§ **Aim**: How many lines of the data below contain the word "blue"? Reply with the number only.

[Start of Supplied entries]

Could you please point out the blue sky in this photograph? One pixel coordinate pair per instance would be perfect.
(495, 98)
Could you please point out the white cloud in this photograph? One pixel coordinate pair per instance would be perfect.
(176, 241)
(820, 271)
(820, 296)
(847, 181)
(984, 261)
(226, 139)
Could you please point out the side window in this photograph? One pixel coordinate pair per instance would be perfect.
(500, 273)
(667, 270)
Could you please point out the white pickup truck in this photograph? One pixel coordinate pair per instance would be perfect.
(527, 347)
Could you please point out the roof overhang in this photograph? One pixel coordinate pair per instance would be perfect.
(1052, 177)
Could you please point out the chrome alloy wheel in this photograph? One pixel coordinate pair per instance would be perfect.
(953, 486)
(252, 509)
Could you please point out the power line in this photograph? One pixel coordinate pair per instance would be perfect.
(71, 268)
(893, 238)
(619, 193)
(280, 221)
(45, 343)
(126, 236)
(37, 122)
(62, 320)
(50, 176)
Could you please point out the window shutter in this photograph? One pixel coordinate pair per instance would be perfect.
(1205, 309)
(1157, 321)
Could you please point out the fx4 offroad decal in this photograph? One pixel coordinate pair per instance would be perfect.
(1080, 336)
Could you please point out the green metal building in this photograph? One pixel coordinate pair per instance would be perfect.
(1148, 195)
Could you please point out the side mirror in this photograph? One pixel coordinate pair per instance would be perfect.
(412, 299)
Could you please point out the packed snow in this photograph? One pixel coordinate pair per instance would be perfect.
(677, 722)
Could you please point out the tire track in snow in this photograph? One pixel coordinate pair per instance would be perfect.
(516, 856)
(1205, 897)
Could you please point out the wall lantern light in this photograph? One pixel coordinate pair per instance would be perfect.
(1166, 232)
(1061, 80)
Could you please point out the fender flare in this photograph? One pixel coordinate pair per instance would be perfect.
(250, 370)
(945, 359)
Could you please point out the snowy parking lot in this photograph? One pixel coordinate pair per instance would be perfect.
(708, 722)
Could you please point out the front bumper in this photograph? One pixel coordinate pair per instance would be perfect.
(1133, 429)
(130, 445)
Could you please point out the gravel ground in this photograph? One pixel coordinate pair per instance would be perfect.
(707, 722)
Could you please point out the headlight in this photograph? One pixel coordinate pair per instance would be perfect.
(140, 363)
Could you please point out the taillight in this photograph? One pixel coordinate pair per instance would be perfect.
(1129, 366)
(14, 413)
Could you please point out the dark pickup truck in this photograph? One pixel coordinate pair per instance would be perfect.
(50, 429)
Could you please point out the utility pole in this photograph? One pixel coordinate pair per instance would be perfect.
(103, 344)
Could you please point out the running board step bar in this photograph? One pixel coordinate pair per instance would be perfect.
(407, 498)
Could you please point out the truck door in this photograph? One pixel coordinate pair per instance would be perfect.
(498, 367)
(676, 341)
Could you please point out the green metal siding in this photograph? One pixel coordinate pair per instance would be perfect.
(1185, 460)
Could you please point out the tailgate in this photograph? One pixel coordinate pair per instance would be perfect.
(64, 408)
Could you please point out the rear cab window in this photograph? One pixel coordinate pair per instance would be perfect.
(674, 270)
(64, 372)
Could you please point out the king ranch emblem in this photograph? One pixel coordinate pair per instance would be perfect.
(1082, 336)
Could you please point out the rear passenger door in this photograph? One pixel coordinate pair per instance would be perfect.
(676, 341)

[End of Supplied entries]
[Start of Supplied entries]

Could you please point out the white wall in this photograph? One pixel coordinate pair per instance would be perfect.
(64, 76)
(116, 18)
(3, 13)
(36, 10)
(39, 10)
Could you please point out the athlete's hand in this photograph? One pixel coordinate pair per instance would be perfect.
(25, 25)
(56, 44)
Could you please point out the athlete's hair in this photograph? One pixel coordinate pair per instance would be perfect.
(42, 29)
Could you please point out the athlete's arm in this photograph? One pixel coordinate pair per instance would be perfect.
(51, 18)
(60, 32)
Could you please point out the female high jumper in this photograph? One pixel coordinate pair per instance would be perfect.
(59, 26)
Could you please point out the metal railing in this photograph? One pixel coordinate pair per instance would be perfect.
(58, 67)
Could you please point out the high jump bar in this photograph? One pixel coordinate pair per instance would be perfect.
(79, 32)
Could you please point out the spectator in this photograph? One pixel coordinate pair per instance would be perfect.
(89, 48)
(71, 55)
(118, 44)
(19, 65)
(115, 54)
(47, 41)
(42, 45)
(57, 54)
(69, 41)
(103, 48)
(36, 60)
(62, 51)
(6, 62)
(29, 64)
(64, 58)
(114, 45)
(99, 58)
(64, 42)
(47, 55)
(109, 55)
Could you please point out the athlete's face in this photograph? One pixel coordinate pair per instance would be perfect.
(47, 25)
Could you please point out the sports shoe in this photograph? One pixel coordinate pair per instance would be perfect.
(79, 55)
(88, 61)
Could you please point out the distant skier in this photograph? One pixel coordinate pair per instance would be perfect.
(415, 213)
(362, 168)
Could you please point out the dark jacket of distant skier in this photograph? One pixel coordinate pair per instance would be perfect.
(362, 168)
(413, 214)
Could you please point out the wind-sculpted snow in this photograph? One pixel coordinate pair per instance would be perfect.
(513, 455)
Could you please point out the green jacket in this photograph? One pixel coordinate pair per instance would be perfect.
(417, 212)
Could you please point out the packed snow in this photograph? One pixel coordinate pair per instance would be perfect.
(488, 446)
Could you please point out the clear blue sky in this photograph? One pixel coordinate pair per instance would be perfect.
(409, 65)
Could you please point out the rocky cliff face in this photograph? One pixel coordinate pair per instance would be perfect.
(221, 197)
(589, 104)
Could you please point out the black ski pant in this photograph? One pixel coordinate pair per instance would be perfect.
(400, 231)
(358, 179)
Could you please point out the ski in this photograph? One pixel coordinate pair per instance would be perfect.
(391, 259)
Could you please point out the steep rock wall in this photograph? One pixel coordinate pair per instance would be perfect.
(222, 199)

[End of Supplied entries]

§ **Task solution**: 2